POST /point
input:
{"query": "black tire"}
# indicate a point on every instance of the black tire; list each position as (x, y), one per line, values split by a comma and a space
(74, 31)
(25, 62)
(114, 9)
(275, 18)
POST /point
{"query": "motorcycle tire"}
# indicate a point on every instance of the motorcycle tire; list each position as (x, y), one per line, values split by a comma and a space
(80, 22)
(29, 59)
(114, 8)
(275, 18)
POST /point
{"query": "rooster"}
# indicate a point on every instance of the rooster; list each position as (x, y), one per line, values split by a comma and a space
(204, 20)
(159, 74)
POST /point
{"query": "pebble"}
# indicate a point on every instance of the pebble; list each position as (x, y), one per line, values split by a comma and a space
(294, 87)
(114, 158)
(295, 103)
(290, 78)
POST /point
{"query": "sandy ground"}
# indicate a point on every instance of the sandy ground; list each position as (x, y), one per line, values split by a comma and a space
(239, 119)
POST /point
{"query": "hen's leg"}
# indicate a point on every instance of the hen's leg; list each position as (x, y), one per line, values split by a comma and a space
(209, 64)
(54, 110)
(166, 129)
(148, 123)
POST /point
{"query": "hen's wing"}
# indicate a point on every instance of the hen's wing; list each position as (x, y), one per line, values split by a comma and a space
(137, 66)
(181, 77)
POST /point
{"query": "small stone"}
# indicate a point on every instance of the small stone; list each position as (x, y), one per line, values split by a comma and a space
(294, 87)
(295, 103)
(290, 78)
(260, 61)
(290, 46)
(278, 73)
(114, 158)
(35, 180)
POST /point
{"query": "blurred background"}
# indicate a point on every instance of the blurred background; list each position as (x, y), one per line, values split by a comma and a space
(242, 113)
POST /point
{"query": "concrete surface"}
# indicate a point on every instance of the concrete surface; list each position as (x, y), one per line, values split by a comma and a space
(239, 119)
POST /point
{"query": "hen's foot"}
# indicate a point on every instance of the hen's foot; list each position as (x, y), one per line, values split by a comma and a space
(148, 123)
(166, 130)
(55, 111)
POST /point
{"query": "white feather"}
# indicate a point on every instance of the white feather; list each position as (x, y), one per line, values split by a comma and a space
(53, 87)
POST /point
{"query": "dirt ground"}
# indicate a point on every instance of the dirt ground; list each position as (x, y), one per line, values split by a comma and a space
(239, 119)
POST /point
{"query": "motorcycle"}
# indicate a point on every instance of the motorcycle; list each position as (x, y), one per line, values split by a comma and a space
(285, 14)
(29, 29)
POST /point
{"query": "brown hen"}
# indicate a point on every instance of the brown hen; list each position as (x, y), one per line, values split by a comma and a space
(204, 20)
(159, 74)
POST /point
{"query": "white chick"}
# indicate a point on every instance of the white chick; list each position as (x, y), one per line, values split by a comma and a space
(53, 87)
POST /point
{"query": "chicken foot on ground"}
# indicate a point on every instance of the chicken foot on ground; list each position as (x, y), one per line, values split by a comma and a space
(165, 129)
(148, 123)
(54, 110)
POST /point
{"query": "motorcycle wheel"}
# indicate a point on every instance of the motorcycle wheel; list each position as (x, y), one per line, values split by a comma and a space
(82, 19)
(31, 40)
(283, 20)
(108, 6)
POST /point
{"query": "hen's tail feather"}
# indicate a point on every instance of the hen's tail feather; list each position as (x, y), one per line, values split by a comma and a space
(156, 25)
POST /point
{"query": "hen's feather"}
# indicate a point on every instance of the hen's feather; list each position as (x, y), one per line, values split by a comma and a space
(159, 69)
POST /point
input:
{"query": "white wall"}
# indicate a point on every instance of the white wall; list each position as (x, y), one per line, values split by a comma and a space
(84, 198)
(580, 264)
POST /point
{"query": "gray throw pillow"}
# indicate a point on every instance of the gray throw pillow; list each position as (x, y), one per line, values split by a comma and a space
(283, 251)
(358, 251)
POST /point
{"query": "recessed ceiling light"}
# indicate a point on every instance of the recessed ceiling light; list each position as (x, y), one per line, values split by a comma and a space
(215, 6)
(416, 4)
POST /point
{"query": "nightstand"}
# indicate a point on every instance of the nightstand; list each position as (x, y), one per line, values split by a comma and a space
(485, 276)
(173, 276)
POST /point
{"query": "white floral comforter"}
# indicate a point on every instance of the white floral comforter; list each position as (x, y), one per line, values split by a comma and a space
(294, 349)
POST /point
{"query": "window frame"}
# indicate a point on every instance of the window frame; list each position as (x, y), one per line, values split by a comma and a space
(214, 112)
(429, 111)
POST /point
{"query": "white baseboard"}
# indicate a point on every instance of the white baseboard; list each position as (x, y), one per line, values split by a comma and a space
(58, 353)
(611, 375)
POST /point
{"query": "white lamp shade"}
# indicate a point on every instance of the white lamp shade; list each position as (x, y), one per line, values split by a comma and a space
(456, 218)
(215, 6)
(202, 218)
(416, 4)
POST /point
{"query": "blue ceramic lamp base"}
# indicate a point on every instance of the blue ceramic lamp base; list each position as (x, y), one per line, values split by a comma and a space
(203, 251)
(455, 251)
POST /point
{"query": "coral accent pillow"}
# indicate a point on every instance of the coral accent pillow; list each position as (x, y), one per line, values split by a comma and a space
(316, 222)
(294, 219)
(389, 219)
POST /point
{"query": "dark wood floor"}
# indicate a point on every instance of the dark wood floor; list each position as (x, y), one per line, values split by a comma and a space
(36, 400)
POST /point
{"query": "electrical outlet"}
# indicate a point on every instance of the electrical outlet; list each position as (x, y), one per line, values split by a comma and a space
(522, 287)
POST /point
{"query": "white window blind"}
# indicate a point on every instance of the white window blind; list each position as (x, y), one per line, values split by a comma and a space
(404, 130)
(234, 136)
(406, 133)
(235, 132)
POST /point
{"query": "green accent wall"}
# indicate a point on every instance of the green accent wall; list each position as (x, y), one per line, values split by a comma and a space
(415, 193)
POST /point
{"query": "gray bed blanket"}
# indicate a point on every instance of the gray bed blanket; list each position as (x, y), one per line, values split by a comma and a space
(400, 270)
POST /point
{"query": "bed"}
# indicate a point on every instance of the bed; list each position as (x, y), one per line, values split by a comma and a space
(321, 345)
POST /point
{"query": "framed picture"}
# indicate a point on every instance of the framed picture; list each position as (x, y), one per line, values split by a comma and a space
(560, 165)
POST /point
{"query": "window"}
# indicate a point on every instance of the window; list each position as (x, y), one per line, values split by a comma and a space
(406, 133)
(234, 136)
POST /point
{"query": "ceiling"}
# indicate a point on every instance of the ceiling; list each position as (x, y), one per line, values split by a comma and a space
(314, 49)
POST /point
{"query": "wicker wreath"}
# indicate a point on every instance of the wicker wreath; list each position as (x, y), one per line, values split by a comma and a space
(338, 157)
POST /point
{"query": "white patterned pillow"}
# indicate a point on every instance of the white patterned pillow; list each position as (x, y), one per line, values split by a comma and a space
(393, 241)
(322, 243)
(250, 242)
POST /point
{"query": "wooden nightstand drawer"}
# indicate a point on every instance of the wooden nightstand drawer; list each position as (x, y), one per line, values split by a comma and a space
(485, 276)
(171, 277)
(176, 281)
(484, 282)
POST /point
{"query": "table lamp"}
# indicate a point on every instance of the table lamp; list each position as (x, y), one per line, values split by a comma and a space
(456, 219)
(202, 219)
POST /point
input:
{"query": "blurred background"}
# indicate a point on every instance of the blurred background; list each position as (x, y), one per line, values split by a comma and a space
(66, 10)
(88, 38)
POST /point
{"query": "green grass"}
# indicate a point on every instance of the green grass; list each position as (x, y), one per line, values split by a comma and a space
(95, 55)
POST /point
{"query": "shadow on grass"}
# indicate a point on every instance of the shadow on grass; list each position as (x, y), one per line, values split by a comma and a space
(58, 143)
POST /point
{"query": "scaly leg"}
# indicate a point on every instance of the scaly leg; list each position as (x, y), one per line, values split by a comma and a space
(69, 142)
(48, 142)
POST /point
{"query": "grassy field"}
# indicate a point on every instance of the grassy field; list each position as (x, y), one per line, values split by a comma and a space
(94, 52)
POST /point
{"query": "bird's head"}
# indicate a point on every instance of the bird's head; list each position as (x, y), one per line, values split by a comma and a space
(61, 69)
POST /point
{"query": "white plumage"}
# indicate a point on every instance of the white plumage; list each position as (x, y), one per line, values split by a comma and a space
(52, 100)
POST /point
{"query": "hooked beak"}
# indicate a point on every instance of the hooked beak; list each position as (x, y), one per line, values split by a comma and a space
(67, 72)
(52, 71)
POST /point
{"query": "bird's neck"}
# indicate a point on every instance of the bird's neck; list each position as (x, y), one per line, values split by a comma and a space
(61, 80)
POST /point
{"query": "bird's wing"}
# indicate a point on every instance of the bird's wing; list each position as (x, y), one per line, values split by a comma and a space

**EXERCISE PROMPT**
Look above for the line containing "# indicate a point on every instance of the green grass;", then transcribe it and all lines after it through the last, exactly and with nothing else.

**TASK RESULT**
# indicate a point on every instance of the green grass; list each position as (x, y), one per line, values split by a comma and a space
(95, 55)
POST /point
{"query": "shadow on grass"}
# indicate a point on every instance of the shadow on grass; list each position as (x, y), one per line, values split by a comma and a space
(58, 143)
POST /point
{"query": "scaly leg"}
# indicate a point on every instance of the scaly leg; list each position as (x, y), one per line, values split by a comma and a space
(69, 142)
(48, 142)
POST /point
{"query": "grassy field"}
# indicate a point on every instance of the grassy field; list each position as (x, y), one per line, values split by a comma and a space
(94, 52)
POST /point
{"query": "bird's head"}
# indicate a point on every instance of the bird's head; list each position as (x, y), one per line, values split by a comma and a space
(61, 69)
POST /point
{"query": "white plumage"}
# indicate a point on every instance of the white plumage; list each position as (x, y), one per line, values split by a comma and a space
(52, 100)
POST /point
{"query": "hooked beak"}
# indicate a point on every instance of the hooked beak; list each position as (x, y), one per line, values split by a comma and a space
(67, 72)
(52, 71)
POST /point
{"query": "bird's neck"}
# indicate a point on every instance of the bird's neck; list each position as (x, y), one per line, values split by a comma and a space
(61, 80)
POST /point
{"query": "bird's wing"}
# indicate a point on every instance of the bird's wing; list each position as (x, y), one per line, values split by a comma and a space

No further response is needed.